Given task - Output each of the lines below verbatim, omitting none.

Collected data
# # # # # # #

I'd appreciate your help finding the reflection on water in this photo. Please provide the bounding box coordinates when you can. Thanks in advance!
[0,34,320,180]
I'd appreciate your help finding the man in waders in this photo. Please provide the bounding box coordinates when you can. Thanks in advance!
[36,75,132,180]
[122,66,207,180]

# # # # # # #

Answer to the exercise -
I'd appreciate your help finding the reflection on water in this photo. Please provide the bounding box coordinates when you can. Thanks in advance!
[0,34,320,180]
I'd appreciate your help finding the man in waders in this photo. Please provide the bounding box coordinates when you can. Thanks in advance!
[36,75,132,180]
[122,66,207,180]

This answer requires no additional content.